### Document segment
-- -- --

A HOSPITAL'S struggling A&E department has been given a £1 million boost – as plans to close its sister site loom.

This week the Department of Health (DoH) announced Queen’s Hospital in Romford will receive a £1 million grant to help it meet A&E waiting time targets.

Queen’s Hospital managers Barking, Havering and Redbridge University Hospitals Trust (BHRUT) often struggle to get emergency patients seen quickly enough.

In February this year only 83.5 per cent of A&E patients at Queen’s were seen within the desired four-hour waiting period, compared to the 95 per cent national target.

But while the funding will ease winter A&E pressures at Queen’s later this year, BHRUT’s other emergency department at King George Hospital will not get anything.

NHS bosses have said want to close the A&E in Goodmayes and replace it with an “urgent care centre” by 2019.

This means patients in need of life-saving treatment will have to travel to either Romford or Whipps Cross in Leytonstone to get it.

But BHRUT’s chief operating officer Sarah Tedford said the health trust is “delighted” with the funding for Queen’s.

She said: “We will be able to make significant improvements to our Emergency Department (ED) at Queen’s Hospital as a result of this successful bid to the DoH.

“The redesigned, enlarged areas within the A&E will be much better for our patients.

“Walk-in patients will benefit from a new dedicated entrance to the enhanced urgent care centre.

“We will be able to increase the numbers of emergency consultants and GPs on the front desks to help patients as soon as they arrive, and we will be able to offer this service for longer every day.

“It’s a huge step forward and will help us continue to manage the ever-increasing numbers of patients we treat.”

Whipps Cross Hospital was another of the 70 sites across the country to be given extra A&E funding.

-- -- --

### Material supplied
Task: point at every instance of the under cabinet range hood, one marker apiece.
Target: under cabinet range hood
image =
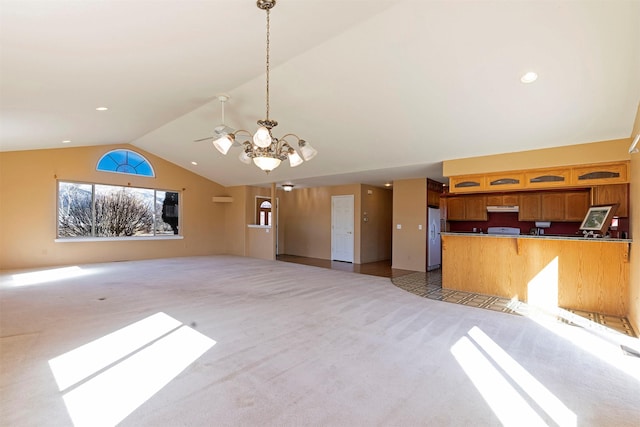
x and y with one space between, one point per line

-- -- --

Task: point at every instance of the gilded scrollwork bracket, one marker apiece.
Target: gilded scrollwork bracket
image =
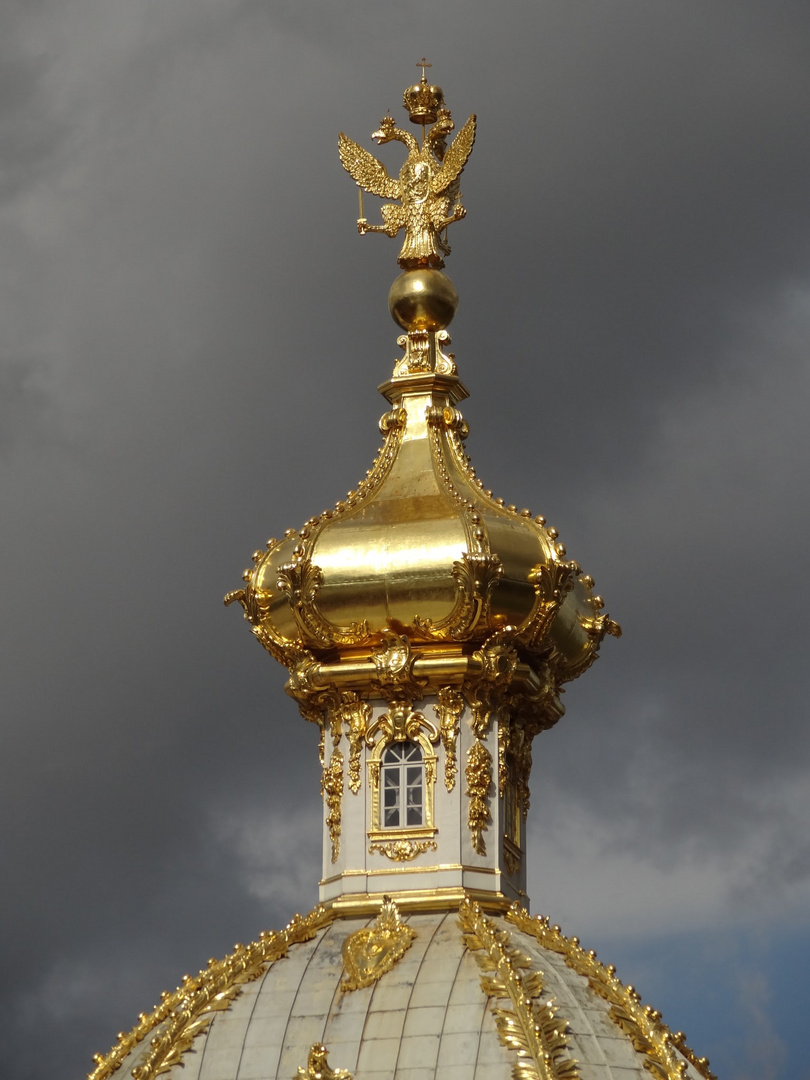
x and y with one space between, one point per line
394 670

-- -- --

### Problem description
Reproduce word for word the passage of the hospital funding article between "This week the" and "Leytonstone to get it.", inclusive. The material has no connection to the article about the hospital.

### Answer to this task
This week the Department of Health (DoH) announced Queen’s Hospital in Romford will receive a £1 million grant to help it meet A&E waiting time targets.

Queen’s Hospital managers Barking, Havering and Redbridge University Hospitals Trust (BHRUT) often struggle to get emergency patients seen quickly enough.

In February this year only 83.5 per cent of A&E patients at Queen’s were seen within the desired four-hour waiting period, compared to the 95 per cent national target.

But while the funding will ease winter A&E pressures at Queen’s later this year, BHRUT’s other emergency department at King George Hospital will not get anything.

NHS bosses have said want to close the A&E in Goodmayes and replace it with an “urgent care centre” by 2019.

This means patients in need of life-saving treatment will have to travel to either Romford or Whipps Cross in Leytonstone to get it.